## SHORT PROBLEM:
Rewrite the entries below with "tree trunk" changed to "trunk", leaving everything else as it is.

═════ EXTRACTED DATA ═════

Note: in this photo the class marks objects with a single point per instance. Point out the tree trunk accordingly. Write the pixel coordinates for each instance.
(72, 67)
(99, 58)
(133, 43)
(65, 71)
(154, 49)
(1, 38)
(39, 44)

═════

## ANSWER TO THE PROBLEM:
Note: in this photo the class marks objects with a single point per instance. Point out the trunk accordingly. Write the pixel coordinates for each instance.
(72, 67)
(99, 58)
(133, 43)
(65, 71)
(154, 49)
(1, 38)
(39, 44)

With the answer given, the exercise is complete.